Culture & History
Our Future Giants
As I was preparing to attend the second inauguration of Barack Obama, I kept thinking how appropriate that it is taking place this time around on the same day as we mark the birthday of Dr. Martin Luther King, Jr. For even as a candidate back in 2008, Barack Obama talked with gratitude about “standing on the shoulders of giants.” And surely, Martin Luther King stands as one of the tallest of the many giants whose courage, sacrifice and struggle helped create the path that led to Barack Obama’s taking the oath of office on that cold January day in 2009, as the first Black president of the United States. And this time around, he will take the oath of office with his hand on the Bible that belonged to Martin Luther King. And while many hands, feet and brains deserve the credit for his second victory, we must never forget that we are able to sing the song of that victory today , “full of the faith that the dark past has taught us, full of the hope that the present has brought us,” in the words of the song , Lift Every Voice and Sing, also known as the Black National Anthem.

Tasks to perform:
1. In the essay on Obama's second inauguration, whose Bible will Obama have his hand on when he takes the oath this time?
2. Write the next paragraph of the essay on Obama's second inauguration, picking up after its last sentence.

Excerpted records:
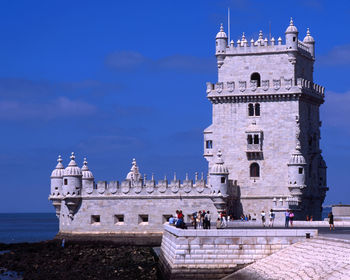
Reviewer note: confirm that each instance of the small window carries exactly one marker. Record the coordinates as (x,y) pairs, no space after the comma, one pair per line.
(256,139)
(166,218)
(119,219)
(256,77)
(250,139)
(209,144)
(254,170)
(95,219)
(250,109)
(143,219)
(257,109)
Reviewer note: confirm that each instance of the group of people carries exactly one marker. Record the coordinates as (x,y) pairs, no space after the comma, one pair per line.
(271,218)
(201,219)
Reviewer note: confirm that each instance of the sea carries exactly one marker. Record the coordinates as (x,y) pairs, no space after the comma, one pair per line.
(27,227)
(34,227)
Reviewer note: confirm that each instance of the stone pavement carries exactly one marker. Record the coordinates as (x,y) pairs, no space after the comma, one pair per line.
(316,258)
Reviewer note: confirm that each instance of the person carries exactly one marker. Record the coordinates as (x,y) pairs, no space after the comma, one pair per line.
(207,219)
(223,220)
(271,217)
(286,214)
(331,221)
(194,219)
(263,217)
(218,223)
(291,218)
(171,220)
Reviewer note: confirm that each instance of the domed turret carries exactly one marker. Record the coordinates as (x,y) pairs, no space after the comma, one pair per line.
(57,178)
(292,36)
(221,44)
(219,176)
(72,178)
(310,42)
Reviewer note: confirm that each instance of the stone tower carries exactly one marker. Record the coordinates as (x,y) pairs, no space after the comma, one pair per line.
(266,122)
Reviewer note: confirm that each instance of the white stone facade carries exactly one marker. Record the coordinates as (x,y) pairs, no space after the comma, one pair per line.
(266,123)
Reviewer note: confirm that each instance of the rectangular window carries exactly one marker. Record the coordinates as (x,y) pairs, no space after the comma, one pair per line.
(119,219)
(143,219)
(95,219)
(166,218)
(256,139)
(209,144)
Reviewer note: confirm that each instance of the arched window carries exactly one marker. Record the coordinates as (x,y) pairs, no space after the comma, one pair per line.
(254,170)
(256,77)
(257,109)
(250,109)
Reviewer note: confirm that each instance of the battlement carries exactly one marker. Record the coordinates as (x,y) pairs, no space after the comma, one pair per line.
(274,86)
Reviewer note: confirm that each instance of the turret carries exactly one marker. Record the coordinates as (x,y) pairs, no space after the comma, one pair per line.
(72,178)
(292,36)
(310,42)
(87,176)
(221,44)
(296,174)
(219,176)
(57,178)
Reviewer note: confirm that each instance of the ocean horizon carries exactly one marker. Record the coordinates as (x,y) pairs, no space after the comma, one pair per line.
(35,227)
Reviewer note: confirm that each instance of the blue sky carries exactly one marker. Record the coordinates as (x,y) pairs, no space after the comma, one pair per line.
(113,80)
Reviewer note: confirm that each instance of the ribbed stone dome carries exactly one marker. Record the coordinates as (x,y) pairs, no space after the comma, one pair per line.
(291,28)
(221,34)
(219,167)
(72,169)
(308,38)
(87,174)
(59,170)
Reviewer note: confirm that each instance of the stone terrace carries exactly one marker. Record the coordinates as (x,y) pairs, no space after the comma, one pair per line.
(317,258)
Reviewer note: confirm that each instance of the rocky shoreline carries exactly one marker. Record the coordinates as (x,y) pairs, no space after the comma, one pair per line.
(79,260)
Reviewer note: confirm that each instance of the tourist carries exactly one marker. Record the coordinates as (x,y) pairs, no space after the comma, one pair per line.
(207,219)
(271,217)
(194,219)
(172,220)
(331,221)
(286,214)
(291,218)
(218,223)
(263,217)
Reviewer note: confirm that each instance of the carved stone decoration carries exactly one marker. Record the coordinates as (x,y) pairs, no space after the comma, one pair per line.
(265,84)
(276,84)
(242,86)
(175,188)
(125,189)
(288,83)
(231,86)
(137,189)
(219,87)
(253,85)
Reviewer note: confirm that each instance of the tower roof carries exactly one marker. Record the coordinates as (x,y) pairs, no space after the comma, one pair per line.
(219,167)
(308,38)
(59,170)
(72,169)
(221,34)
(87,174)
(291,28)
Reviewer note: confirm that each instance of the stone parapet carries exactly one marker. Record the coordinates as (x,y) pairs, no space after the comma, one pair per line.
(203,250)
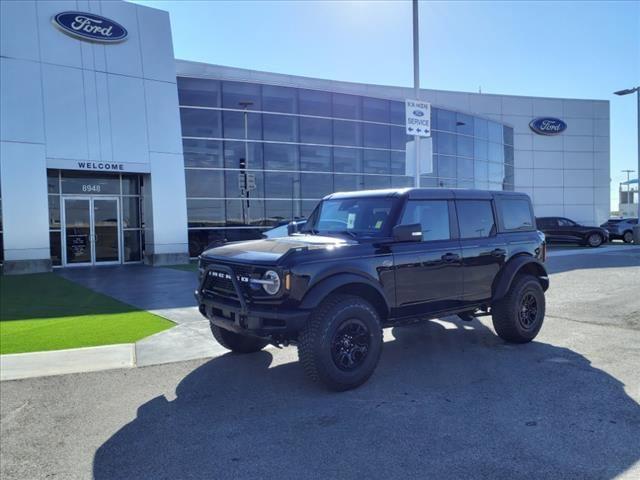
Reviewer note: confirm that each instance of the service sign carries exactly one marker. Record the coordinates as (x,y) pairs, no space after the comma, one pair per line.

Task-by-task outputs:
1. The Bible that belonged to Martin Luther King.

2.
I think Barack Obama was thanking those giants not only for their victorious struggle, but for their values. Values that are clearly timeless and transcendent. Values that our parents and Martin Luther King’s parents taught him. Back then, when those Black parents couldn’t give us first class citizenship due to the oppressive segregationist laws, they gave us something that helped us survive and conquer: they gave us a first class sense of ourselves.
And that included their insistence on getting a good education. For generations, the Black family has put a premium on education. My father remembers my grandfather telling him and his brother when they were young: Get an education, boys. Education is the key to our liberation. And in the case of my grandmother, she embraced his advice for both her children and herself, going back to school after she had her children and sitting in a third grade class with them.
When I asked my Uncle if he was embarrassed by his mother being in the same grade with him, he looked surprised. Embarrassed? “Why no”, he said, “we were so proud!”
What I have often said about “how I got ovah,” to quote that old spiritual, is that I was prepared for life by a suit of armor that was crafted by people like my grandparents and by the people of our community who functioned as an extended family—the neighbors, the teachers at school and at Sunday school. The same system that sought to oppress them created a bond among them that equipped them with the value system they cherished and nurtured in us. These values helped them and their children make a way out of no way.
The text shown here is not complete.